- To do:
(A) List every city that the parking excerpt names as a lively place with high rents and tight parking.
(B) According to the parking excerpt, why do the cities with the highest rents have far fewer parking spaces per residence than current laws typically allow?
(C) Reproduce the part of the parking excerpt starting at "Grabar notes that the" and ending at "a car there.".

- Page excerpt:
Building on Donald Shoup’s earlier The Hidden Cost of Free Parking, Grabar argues that if you look at parking as a use of land, we have it backward. In expensive cities, the most desired parking—curbside—is free or nearly free, while the least desired parking—garages—is expensive. That leads to drivers circling streets looking for open spaces. Over time, exceptions to parking rules have multiplied, each involving new levels of grift and deception. The chapter on the people who run parking garages is worth the entire book in itself: although Grabar doesn’t make the comparison, it reminded me of the economists’ idea of the resource curse: when wealth derives from a scarce asset that’s just there, rather than being steadily produced, then competition is displaced from reward to internal politicking and/or theft.
Grabar notes that the cities with the most residential demand and the highest rents tend to be the ones with far fewer parking spaces per residence than current laws typically allow. That’s because they were built before we started to base building requirements on parking. New York, Boston, D.C., San Francisco, Austin—these are all lively places with high rents and tight parking. I can attest that part of what my son loves about living in New York City is being car-free. There’s no need for one; nearly everything is walkable, and what isn’t walkable can be reached by subway.
From a land-use perspective, too, it’s perverse that some of the most valuable land in America goes at market rates if you want to live there but is free if you park a car there.
In many wealthy areas, too, Grabar notes that wealthy residents have used parking mandates as weapons to defeat affordable housing proposals. Require enough parking spaces per unit and the cost of construction gets high enough that it’s not worth building anymore.

- Dataset content:
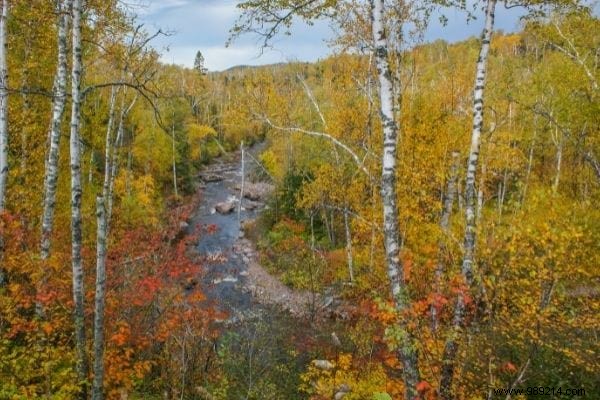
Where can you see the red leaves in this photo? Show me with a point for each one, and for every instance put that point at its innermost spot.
(509, 367)
(423, 386)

- Written responses:
(A) New York, Boston, D.C., San Francisco, Austin

(B) They were built before building requirements were based on parking.

(C)
Grabar notes that the cities with the most residential demand and the highest rents tend to be the ones with far fewer parking spaces per residence than current laws typically allow. That’s because they were built before we started to base building requirements on parking. New York, Boston, D.C., San Francisco, Austin—these are all lively places with high rents and tight parking. I can attest that part of what my son loves about living in New York City is being car-free. There’s no need for one; nearly everything is walkable, and what isn’t walkable can be reached by subway.
From a land-use perspective, too, it’s perverse that some of the most valuable land in America goes at market rates if you want to live there but is free if you park a car there.